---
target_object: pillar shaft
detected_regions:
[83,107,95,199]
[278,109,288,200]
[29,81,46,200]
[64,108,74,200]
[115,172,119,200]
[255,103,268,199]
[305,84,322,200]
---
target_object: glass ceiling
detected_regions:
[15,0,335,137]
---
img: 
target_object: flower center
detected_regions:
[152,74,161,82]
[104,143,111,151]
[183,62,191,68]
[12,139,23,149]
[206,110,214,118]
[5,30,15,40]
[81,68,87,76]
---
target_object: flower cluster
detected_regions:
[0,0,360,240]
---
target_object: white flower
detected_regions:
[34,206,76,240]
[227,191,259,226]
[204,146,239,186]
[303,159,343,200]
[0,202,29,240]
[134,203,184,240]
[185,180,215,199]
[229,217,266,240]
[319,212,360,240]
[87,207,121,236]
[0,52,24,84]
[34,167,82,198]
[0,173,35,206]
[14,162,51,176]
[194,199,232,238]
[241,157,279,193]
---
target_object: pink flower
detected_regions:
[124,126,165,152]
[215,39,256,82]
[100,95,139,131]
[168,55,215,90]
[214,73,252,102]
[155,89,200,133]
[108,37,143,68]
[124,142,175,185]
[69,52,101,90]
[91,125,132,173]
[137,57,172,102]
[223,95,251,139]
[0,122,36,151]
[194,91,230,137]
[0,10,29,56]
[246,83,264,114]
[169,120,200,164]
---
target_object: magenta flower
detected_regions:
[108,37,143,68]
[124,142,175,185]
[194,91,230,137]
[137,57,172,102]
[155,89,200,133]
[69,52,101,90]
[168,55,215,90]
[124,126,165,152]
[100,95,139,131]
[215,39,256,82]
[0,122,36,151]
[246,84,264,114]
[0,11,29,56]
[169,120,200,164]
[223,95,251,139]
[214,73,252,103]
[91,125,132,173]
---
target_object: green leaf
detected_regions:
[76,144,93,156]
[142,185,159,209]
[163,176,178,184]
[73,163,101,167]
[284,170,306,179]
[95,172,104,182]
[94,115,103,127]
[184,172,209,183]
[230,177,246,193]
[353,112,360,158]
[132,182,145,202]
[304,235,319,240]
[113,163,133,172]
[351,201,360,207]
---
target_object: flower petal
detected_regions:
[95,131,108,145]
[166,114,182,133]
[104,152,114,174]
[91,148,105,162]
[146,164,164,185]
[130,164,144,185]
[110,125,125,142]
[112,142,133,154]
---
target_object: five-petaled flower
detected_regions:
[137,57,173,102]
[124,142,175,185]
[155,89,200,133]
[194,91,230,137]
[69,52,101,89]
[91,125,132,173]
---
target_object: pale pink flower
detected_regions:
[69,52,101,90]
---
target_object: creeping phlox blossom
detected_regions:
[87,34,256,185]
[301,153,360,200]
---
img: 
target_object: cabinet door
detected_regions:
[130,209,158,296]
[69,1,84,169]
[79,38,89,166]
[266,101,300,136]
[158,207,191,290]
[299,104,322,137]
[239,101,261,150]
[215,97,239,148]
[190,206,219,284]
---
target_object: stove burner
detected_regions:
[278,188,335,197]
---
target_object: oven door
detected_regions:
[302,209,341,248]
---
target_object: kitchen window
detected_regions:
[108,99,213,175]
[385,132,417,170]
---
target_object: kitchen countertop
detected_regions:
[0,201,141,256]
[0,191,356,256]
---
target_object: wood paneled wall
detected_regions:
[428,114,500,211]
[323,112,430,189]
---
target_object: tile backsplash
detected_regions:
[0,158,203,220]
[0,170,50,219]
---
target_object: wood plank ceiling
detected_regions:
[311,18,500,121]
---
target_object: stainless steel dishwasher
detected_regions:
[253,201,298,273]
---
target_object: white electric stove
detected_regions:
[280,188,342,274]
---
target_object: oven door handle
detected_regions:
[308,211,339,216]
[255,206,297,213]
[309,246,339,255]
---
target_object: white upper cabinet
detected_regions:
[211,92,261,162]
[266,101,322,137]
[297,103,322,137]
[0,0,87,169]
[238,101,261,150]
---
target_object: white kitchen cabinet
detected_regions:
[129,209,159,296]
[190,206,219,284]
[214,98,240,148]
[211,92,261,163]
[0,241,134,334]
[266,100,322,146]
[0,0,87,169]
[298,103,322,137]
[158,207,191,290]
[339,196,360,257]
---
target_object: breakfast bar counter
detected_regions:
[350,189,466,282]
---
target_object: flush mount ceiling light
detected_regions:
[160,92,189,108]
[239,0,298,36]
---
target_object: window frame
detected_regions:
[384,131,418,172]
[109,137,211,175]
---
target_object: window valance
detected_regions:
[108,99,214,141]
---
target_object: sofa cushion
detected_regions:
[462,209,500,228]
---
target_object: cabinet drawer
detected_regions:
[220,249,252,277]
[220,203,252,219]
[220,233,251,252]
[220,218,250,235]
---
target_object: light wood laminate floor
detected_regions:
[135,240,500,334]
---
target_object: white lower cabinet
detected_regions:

### REQUIRED WORK
How many lines in the rows above contain the string "flower"? Reply with the number alone.

### RESPONSE TO THE TASK
8